=== TEXT PROVIDED ===
--- Begin ---
Hey, future college student! We are glad you are here.

In college, you are in charge of what you want to do. This means that you choose what you want to study and what kind of classes you take. You also choose what kind of job you want to have and what social activities you want to do with friends. When you need help, it is important to let others know what your needs are. But, there are many people who will be there to help you along the way! That's what inclusive higher education is made for.

Hear two students talk about their experiences in college:

An average day in college might look like:

  • Get breakfast at cafeteria
  • Morning class
  • Go to work/internship shift
  • Lunch at cafeteria 
  • Work out at gym 
  • Afternoon class 
  • Study
  • Dinner
  • Attend sports practice, club, or social event 
  • Time with friends

College Options

Finding the right fit

When thinking about college, try to think about:

  • What do you want to study?
  • Where do you want to live? 
  • How far from home do you want to go?

Steps to help decide which college is best for you:

  • Tour each school 
  • Ask to talk to a current student
  • Set up a meeting or go to an open house to get to know the inclusive office staff at each school

Learn more about a specific college by clicking a school logo below.
--- End ---
=== COMPLETE THE FOLLOWING ===
(a) Using the college guide, decide whether each statement agrees with it, and answer yes or no for each with the deciding words quoted: (i) Students choose what kind of job they want to have. (ii) Touring each school is one of the steps for deciding on a college. (iii) The average day described ends with studying.
(b) Carry on the college guide for future students past its final line.
The listing has no connection to the college guide above.

=== DATA SECTION ===
--- Begin ---
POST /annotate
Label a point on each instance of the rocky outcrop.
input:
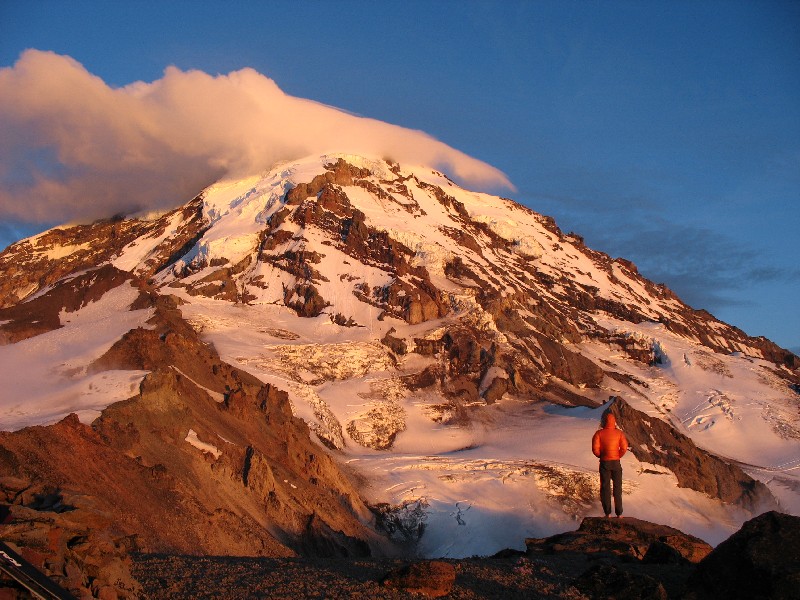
--- End ---
=== ANSWER SET ===
(a)
(i) Yes: "You also choose what kind of job you want to have"
(ii) Yes: "Tour each school"
(iii) No: the list ends with "Time with friends"

(b)
In the United States, there are over 270 colleges welcoming students with intellectual disabilities. Think College is a national organization that keeps a list of all the options. Click on the Think College logo above to search for programs in other states.


How can I prepare for college?

Getting support in college is a little different than high school. In college, you are the one who has to ask for help when you need it. That's why practicing self-advocacy is so important!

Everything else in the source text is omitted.